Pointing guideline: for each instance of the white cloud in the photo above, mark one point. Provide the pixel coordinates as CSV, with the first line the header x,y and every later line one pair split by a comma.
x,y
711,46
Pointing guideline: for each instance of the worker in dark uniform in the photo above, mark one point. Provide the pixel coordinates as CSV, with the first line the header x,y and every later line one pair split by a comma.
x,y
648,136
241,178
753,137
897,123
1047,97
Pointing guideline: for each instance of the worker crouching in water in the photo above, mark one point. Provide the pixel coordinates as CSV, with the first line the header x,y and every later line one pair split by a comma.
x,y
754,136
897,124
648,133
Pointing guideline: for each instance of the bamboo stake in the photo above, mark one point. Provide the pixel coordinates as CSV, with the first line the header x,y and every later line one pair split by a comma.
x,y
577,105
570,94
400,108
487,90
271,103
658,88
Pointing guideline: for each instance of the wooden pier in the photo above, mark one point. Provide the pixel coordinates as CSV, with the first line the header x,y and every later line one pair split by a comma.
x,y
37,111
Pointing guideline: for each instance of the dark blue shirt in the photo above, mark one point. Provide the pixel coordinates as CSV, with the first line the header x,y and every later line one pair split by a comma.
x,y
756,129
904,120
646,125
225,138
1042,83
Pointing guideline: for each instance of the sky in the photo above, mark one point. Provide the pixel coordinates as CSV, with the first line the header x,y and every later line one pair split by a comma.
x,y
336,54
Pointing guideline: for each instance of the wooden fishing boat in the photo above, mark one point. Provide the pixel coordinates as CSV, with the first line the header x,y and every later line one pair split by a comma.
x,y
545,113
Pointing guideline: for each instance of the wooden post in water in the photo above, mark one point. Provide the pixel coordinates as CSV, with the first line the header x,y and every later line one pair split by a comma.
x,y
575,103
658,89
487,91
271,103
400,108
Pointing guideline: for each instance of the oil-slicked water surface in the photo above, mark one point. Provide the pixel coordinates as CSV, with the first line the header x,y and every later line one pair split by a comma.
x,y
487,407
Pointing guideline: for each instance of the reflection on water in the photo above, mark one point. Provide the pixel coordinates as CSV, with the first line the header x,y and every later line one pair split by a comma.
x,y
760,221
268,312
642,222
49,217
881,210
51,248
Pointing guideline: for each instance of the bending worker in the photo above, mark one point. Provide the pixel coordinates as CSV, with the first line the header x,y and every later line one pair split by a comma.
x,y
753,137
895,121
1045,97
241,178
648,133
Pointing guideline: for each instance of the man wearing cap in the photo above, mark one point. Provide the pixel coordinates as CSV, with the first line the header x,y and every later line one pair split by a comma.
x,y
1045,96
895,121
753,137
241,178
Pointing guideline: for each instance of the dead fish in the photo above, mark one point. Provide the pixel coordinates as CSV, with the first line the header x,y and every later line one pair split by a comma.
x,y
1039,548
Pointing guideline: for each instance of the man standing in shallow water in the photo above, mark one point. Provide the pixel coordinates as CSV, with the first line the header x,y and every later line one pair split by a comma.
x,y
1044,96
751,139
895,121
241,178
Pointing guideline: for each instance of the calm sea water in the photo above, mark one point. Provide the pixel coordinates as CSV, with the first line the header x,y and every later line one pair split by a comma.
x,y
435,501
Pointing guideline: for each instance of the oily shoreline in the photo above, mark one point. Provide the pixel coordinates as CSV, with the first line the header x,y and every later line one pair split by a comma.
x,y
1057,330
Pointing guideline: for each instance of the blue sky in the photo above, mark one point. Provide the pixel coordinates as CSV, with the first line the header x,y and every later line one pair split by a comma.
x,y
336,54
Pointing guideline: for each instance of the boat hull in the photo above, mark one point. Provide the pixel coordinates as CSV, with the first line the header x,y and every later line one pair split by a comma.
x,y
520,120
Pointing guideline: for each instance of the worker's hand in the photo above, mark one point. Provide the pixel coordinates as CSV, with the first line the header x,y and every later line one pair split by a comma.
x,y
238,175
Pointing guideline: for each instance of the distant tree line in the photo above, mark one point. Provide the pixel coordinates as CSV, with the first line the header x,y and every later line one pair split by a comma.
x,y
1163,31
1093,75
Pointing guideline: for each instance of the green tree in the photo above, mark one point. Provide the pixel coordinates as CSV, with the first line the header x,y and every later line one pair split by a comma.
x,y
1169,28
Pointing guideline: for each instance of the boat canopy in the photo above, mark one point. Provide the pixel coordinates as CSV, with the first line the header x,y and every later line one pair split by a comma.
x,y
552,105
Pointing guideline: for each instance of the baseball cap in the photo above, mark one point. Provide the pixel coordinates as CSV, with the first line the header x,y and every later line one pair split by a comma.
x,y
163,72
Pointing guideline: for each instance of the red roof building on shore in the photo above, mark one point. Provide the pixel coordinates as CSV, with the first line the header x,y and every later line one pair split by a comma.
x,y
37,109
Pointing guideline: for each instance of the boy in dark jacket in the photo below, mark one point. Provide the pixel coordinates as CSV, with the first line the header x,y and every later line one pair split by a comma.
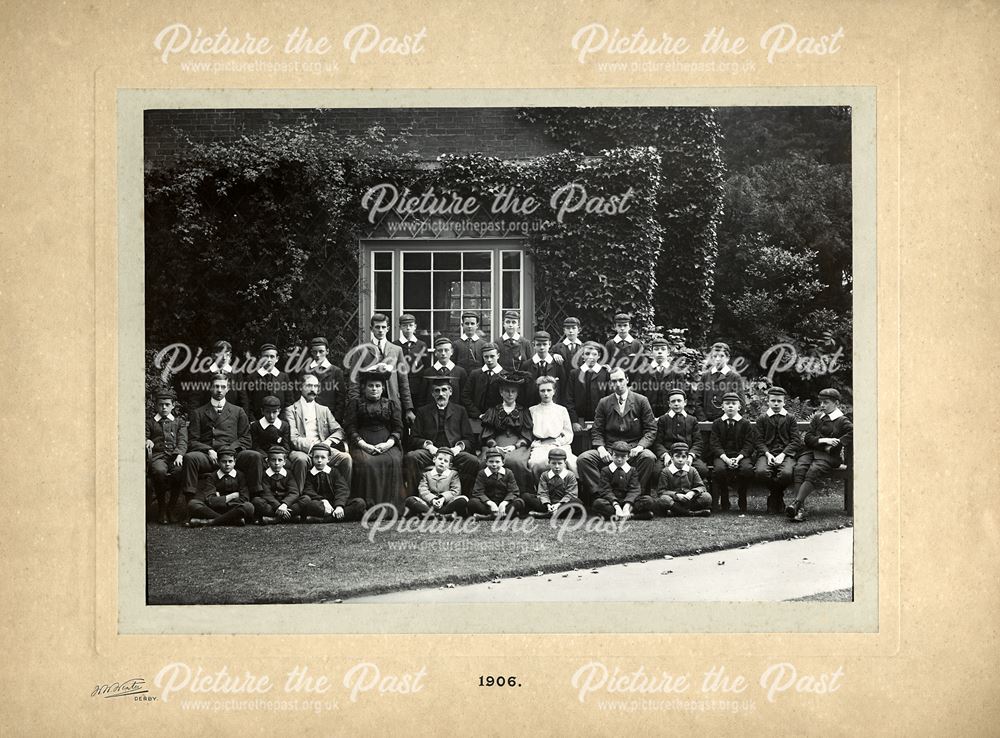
x,y
778,443
732,442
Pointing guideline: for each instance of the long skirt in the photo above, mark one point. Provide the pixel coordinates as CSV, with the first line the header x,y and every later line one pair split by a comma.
x,y
378,478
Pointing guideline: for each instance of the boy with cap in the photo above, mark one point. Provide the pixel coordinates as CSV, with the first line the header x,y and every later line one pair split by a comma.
x,y
223,498
731,443
278,500
482,389
623,347
557,487
680,490
495,492
325,496
332,388
515,350
440,424
443,366
166,444
415,355
619,492
678,426
469,346
569,345
543,364
266,381
439,491
829,432
778,443
718,379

▶ [TASK STATEMENT]: Write out each line of the data exactly; the images should be left out.

▶ [SOLUTION]:
Pointing guideline: for each instance of the white cloud in the photo above, mark one point. Provide the pixel coordinates as CSV, with the first line the header x,y and every later line one pair split by a comma.
x,y
711,46
Pointing guideline: for each instance of the worker in dark uniform in the photo above, mark one point. Provide the pixel coordinates as CSV, with the first line the header x,y and every later line one pair split by a comma.
x,y
648,136
241,178
753,137
897,123
1047,97
Pointing guideline: for each instance of the worker crouching in water in the photo above, mark one point. Provide the pixel coordinates as CSV, with the first line the header x,y and every later line one pair split by a comma.
x,y
754,136
897,124
648,133
Pointing guideline: for each instance of the bamboo stake in the photo above, mark one point. Provide the pixel coordinates as CSV, with the first line the header x,y and every later line one pair split by a comma.
x,y
577,105
570,94
400,108
487,90
271,103
658,88
Pointing guideline: for each instance of the wooden pier in the photo above, mark one point. Provide the pixel coordinates as CSV, with the first line the header x,y and every later line one pair split by a comma.
x,y
37,111
Pointing guideline: for each instance of the dark blue shirt in the photo above, mark one point. Provide the pixel coordinates as CSV, with the first line the header x,y and every later line one pair split by a comma.
x,y
756,129
904,120
646,125
225,138
1042,83
Pointing guideline: for each instance of the sky in the photo above, mark one point. Provide the pixel coordinates as CSV, with the first line the header x,y and every later line one pair split by a comma.
x,y
336,54
Pointing guideline: for each instance of the wooden fishing boat in the photo above, mark one point. Provide the pixel coordinates as CSV, with the first line the header x,y and every later line one pair split by a comma.
x,y
545,113
Pointing guideline: for each instance of the wooden post in water in the photo above, mark one point. Provide the pixel coordinates as CSV, with the first line the header x,y and every later line one pair split by a comma.
x,y
575,103
658,89
487,91
271,103
400,108
Pointing guideline: for each instance of the oil-slicked water surface in the photo above, mark one point. Provide the pixel coordinates as CSV, with the first line the header x,y and every later line one pair split by a comma.
x,y
487,407
Pointing guideline: for each instance of the reflection on water in the photo above, mark one point. Provide the pixel coordinates as CSV, with the first line the header x,y and every later line one pair split by a comma.
x,y
760,221
268,312
642,222
49,217
881,210
51,248
Pointing guideline: for each instance of the bending worker in the photo above, mark one point. Provide the pixel coordinates as CSV, with the first line the header x,y and every later line one pair split by a comma.
x,y
753,137
895,121
1045,97
241,178
648,133
Pointing guideline: for each instance of the man wearing cap in the photo above, mark one point. Provide the pixel coordinates as CSV, with the first line the header x,y and every later line one pair split by a comma.
x,y
1045,96
895,121
753,137
241,178
Pointing guideline: for each instance of the dead fish in the photo above, mark one point. Provide the pixel coordinates as CSV, with the first line the header x,y and every later line one pair split by a comma.
x,y
1039,548
Pointing guideline: for each instance of the man standing in shallow water in the photo above, mark one point. Provide the pixel coordinates as CSV, with the first line the header x,y and every later line one pair split by a comma.
x,y
1044,96
751,139
895,121
241,178
Pointing guideline: for each instance of the calm sea water in the photo above, mark one point. Provide the pixel coordinates as CSV, with the first line the header x,y and every later line one pair split by a comma.
x,y
435,501
Pointing guideline: for each instance of the oily shoreline in the photo above, mark one point. Provide the pixel coordinates as CSV, with the first line the header x,y and every later line one pair split by a comma.
x,y
1057,330
Pointing guideline: for each instance of the blue sky in the photo above, mark one point. Provide the pixel coordinates as CSV, with the first line the header x,y and every later line one pair split by a comma.
x,y
336,54
Pointing guideline: for each instance of the boat hull in the photo above, mark one point. Provide the pixel coordinates as CSV, with the first line the header x,y and every later line one pair split by a comma.
x,y
520,120
Pointing guideline: for each instance of the worker's hand in the photo above, mark one point. Provide the pixel coordinates as CSV, with the first line the header x,y and every later line one pair split by a comma.
x,y
238,175
Pointing guideline: for each instance of the distant tree line in the photo above, mark one point. Provide the pixel coordinates as CSV, with the first line the header x,y and every later line one pair split by a comma.
x,y
1163,31
1093,75
Pointing guideline: for each instance of the green tree in the photo above, mark one point. Provide the pixel coordinates as CSV, with the first line the header x,y and every later line one pair split by a comma.
x,y
1169,28
Pointing guideline: for each instance of the boat canopy in the photo above, mark one point. Provide the pixel coordinates as CSV, with the first line the header x,y and every later line one pair split by a comma.
x,y
552,105
Pointing guideline: for each instance of the baseball cap in the photo above, mark one point. Provide the pixel coordinates as CSV, with the first line the header x,y and every later line one pair split by a comma.
x,y
163,72
Pointing guideline: for each instance of the red roof building on shore in the photo above, mark one point. Provide the pixel coordinates as CSV, with the first line the header x,y and every later line one pair split by a comma.
x,y
37,109
Pointing guideline: for each instance of the boy in dark jacket in the photo below, mark one point. Provide the pixel coordinates as CSV, with the first line the header x,y and every later line one pair split by a comma.
x,y
778,443
732,442
Pointing guideline: for each instance of the long skirt in the photo above, mark one point. Provide the pixel coordinates as CSV, with the first line the header x,y and every later line one pair split by a comma.
x,y
378,478
Pointing guideline: for each instance of the boy with cap in the photo above, mark one point. Provide the pixel coordinates as CSV, with the first line the header x,y and every later line one pair split by a comma.
x,y
223,498
731,443
278,500
482,389
623,347
557,487
680,490
495,492
325,496
332,388
515,350
440,424
443,366
166,444
415,355
619,492
678,426
469,346
569,345
543,364
266,381
439,491
829,432
778,443
718,379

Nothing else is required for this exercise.